#### Data for processing ####

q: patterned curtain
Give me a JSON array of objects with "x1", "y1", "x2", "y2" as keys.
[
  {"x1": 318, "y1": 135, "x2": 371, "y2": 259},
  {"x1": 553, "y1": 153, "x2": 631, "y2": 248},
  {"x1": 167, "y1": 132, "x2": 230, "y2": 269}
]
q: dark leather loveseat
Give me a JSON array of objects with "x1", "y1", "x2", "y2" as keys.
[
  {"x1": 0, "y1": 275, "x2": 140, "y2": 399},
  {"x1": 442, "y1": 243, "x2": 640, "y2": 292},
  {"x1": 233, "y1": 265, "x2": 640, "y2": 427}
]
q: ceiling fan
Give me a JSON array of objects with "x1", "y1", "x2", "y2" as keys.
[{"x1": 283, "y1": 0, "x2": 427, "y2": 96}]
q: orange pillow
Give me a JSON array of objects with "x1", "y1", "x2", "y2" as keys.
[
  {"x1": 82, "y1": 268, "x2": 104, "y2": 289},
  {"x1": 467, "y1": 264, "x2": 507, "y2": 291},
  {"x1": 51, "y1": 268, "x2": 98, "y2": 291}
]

####

> **Written request**:
Copy the rows above line for line, without changing anything.

> **Result**:
q: patterned curtain
Give me a JSON array of objects with "x1", "y1", "x2", "y2" as keys.
[
  {"x1": 318, "y1": 135, "x2": 371, "y2": 259},
  {"x1": 553, "y1": 153, "x2": 631, "y2": 248},
  {"x1": 167, "y1": 132, "x2": 230, "y2": 269}
]
q: dark leather loveseat
Give me a JSON array of objects with "x1", "y1", "x2", "y2" as keys.
[
  {"x1": 0, "y1": 275, "x2": 140, "y2": 399},
  {"x1": 442, "y1": 243, "x2": 640, "y2": 292},
  {"x1": 233, "y1": 265, "x2": 640, "y2": 427}
]
q: ceiling fan
Give me a JSON array of objects with "x1", "y1", "x2", "y2" as keys.
[{"x1": 283, "y1": 0, "x2": 427, "y2": 96}]
q: orange pillow
Give me a JSON array of objects with "x1", "y1", "x2", "y2" as keys.
[
  {"x1": 82, "y1": 268, "x2": 104, "y2": 289},
  {"x1": 467, "y1": 264, "x2": 507, "y2": 291},
  {"x1": 51, "y1": 268, "x2": 98, "y2": 291}
]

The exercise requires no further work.